# What is expected:
Copy out all of the records below word for word.

+--

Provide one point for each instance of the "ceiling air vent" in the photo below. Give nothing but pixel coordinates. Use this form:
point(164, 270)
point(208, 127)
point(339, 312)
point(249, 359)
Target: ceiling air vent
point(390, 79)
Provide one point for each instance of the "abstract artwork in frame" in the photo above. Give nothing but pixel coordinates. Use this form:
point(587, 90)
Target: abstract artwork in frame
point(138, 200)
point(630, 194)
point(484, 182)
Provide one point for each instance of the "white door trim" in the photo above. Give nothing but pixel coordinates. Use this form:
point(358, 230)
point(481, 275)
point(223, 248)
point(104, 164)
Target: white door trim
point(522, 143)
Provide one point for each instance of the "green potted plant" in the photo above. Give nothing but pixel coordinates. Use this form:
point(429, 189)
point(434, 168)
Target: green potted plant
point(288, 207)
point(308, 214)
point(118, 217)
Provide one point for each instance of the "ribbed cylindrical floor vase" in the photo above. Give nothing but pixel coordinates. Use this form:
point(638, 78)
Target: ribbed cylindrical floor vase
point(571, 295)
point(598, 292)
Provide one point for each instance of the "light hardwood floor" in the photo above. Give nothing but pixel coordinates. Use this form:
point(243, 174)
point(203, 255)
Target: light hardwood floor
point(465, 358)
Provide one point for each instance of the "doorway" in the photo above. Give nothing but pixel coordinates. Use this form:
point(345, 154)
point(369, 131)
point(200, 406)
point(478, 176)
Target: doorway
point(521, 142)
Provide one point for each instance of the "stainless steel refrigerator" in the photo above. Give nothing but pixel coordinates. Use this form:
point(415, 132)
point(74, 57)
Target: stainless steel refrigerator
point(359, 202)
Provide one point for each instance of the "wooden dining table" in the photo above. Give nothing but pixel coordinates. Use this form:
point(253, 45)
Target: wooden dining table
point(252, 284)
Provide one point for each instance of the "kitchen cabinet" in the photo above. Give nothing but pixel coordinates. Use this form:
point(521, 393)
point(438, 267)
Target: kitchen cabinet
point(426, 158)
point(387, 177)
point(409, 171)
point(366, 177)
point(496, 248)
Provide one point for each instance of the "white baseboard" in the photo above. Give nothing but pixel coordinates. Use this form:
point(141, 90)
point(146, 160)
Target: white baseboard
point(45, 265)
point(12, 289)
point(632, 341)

+--

# Answer to this problem:
Provide one point for each instance of the "ceiling air vent" in the photo below. Give nothing but pixel coordinates. Use this form:
point(164, 270)
point(208, 127)
point(339, 312)
point(249, 359)
Target: ceiling air vent
point(390, 79)
Provide one point for each instance of the "abstract artwork in frame" in the photo above. Give nothing but pixel coordinates. Use this form:
point(587, 90)
Target: abstract artwork in frame
point(138, 200)
point(630, 194)
point(484, 182)
Provide one point for each instance of the "white door trim" in the photo above. Give nothing but pixel coordinates. Use this form:
point(358, 230)
point(481, 275)
point(223, 248)
point(104, 164)
Target: white door trim
point(522, 143)
Provide one point for each instance of the "green potted plant" in the photo above. Give nothing but pixel coordinates. Use this form:
point(429, 189)
point(434, 168)
Target: green potted plant
point(288, 207)
point(308, 214)
point(118, 217)
Provide one point for each instance of the "ribbed cylindrical floor vase" in the photo above. Give nothing but pixel coordinates. Use this form:
point(638, 78)
Target: ribbed cylindrical floor vase
point(571, 295)
point(598, 292)
Provide one point for each instance of the "light hardwood floor" in the photo above. Give nothing but pixel coordinates. Use this form:
point(243, 174)
point(203, 255)
Target: light hardwood floor
point(465, 358)
Provide one point for each instance of the "doorway" in the photo above. Give nothing but pixel coordinates. Use this form:
point(345, 154)
point(369, 131)
point(200, 406)
point(478, 176)
Target: doorway
point(521, 142)
Provide one point for each instance of the "stainless steel refrigerator" in the photo above. Give nothing but pixel coordinates. Use this form:
point(415, 132)
point(74, 57)
Target: stainless steel refrigerator
point(359, 202)
Provide one point for each instance of the "wooden dining table" in the photo above. Give nothing but pixel coordinates. Use this form:
point(253, 45)
Target: wooden dining table
point(252, 284)
Provide one point for each instance of the "kitchen cabinet" in the photo above. Give nothing but pixel coordinates. Use this form:
point(521, 393)
point(438, 267)
Target: kitchen cabinet
point(426, 158)
point(387, 177)
point(409, 171)
point(366, 177)
point(496, 248)
Provide one point for each instance of the "white baseboard" in the photo above. Give nothing but pixel coordinates. Use this form:
point(141, 90)
point(146, 160)
Target: white baseboard
point(45, 265)
point(12, 289)
point(632, 341)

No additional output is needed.